— Exercise description —
Swap "Mark the region" for "Outline the area" everywhere in the records below, and leave everything else as it is.

>> Begin Supplied material

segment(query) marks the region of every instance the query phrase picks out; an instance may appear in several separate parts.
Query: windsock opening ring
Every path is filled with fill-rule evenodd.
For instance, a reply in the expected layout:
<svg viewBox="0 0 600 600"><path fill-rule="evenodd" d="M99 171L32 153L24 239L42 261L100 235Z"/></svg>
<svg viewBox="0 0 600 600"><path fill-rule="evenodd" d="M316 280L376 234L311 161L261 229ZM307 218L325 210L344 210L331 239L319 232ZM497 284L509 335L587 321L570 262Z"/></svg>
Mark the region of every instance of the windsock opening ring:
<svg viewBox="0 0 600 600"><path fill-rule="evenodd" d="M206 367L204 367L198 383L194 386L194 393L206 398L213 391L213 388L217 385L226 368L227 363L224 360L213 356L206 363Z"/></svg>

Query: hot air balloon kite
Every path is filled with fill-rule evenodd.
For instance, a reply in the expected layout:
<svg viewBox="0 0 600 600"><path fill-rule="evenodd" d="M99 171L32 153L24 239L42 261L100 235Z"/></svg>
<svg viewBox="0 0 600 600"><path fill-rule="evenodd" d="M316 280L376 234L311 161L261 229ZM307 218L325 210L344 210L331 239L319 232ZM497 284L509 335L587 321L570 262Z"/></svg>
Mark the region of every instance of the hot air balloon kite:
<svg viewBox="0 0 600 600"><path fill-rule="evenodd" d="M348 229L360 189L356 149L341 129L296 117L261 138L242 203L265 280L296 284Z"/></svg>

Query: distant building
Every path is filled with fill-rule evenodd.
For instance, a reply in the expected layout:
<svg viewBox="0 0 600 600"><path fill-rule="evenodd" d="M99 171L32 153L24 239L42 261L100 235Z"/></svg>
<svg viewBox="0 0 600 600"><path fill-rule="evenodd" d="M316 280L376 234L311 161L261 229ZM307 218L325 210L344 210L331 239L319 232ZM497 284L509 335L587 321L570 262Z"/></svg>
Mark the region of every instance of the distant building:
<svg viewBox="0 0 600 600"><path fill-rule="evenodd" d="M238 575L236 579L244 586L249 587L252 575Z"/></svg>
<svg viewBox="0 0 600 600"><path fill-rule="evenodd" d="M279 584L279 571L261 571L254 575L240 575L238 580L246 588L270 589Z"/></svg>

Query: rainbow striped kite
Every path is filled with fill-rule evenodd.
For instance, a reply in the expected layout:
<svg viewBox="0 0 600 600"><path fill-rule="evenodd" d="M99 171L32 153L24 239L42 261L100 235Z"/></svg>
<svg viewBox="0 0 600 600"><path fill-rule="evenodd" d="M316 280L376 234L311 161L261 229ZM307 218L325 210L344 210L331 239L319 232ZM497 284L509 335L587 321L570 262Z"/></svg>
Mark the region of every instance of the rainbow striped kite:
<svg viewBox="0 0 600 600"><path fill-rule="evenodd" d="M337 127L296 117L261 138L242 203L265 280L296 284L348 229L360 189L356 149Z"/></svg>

>> End Supplied material

— Correct response —
segment(query) marks the region of every instance the query phrase picks out; an instance may appear in several separate parts.
Query: windsock opening ring
Every path is filled with fill-rule evenodd.
For instance, a reply in the expected layout:
<svg viewBox="0 0 600 600"><path fill-rule="evenodd" d="M99 171L32 153L24 239L42 261L100 235Z"/></svg>
<svg viewBox="0 0 600 600"><path fill-rule="evenodd" d="M316 280L376 234L311 161L261 229ZM307 218L325 210L344 210L331 239L319 232ZM497 284L509 335L587 321L570 262Z"/></svg>
Outline the area of every instance of the windsock opening ring:
<svg viewBox="0 0 600 600"><path fill-rule="evenodd" d="M206 367L204 367L198 383L194 386L194 393L206 398L213 391L213 388L217 385L226 368L227 363L224 360L213 356L206 363Z"/></svg>

Query: hot air balloon kite
Every path is filled with fill-rule evenodd.
For instance, a reply in the expected layout:
<svg viewBox="0 0 600 600"><path fill-rule="evenodd" d="M99 171L32 153L24 239L42 261L100 235Z"/></svg>
<svg viewBox="0 0 600 600"><path fill-rule="evenodd" d="M316 280L376 234L311 161L261 229ZM307 218L325 210L344 210L331 239L319 232ZM497 284L509 335L587 321L570 262Z"/></svg>
Outline the area of every instance of the hot air balloon kite:
<svg viewBox="0 0 600 600"><path fill-rule="evenodd" d="M348 229L360 189L356 149L341 129L296 117L261 138L242 203L265 280L296 284Z"/></svg>

Query: distant building
Every path is filled with fill-rule evenodd.
For instance, a reply in the expected layout:
<svg viewBox="0 0 600 600"><path fill-rule="evenodd" d="M99 171L32 153L24 239L42 261L100 235Z"/></svg>
<svg viewBox="0 0 600 600"><path fill-rule="evenodd" d="M316 280L376 234L311 161L261 229ZM307 218L325 210L344 210L331 239L319 232ZM497 284L509 335L587 321L570 262Z"/></svg>
Outline the area of every instance of the distant building:
<svg viewBox="0 0 600 600"><path fill-rule="evenodd" d="M238 575L236 579L244 586L249 587L252 575Z"/></svg>
<svg viewBox="0 0 600 600"><path fill-rule="evenodd" d="M279 584L279 571L261 571L254 575L240 575L238 580L246 588L270 589Z"/></svg>

Query: rainbow striped kite
Every path is filled with fill-rule evenodd.
For instance, a reply in the expected layout:
<svg viewBox="0 0 600 600"><path fill-rule="evenodd" d="M99 171L32 153L24 239L42 261L100 235Z"/></svg>
<svg viewBox="0 0 600 600"><path fill-rule="evenodd" d="M316 280L376 234L311 161L261 229ZM307 218L325 210L344 210L331 239L319 232ZM497 284L509 335L587 321L570 262Z"/></svg>
Outline the area of every instance of the rainbow striped kite:
<svg viewBox="0 0 600 600"><path fill-rule="evenodd" d="M337 127L296 117L261 138L242 203L265 280L296 284L348 229L360 189L356 149Z"/></svg>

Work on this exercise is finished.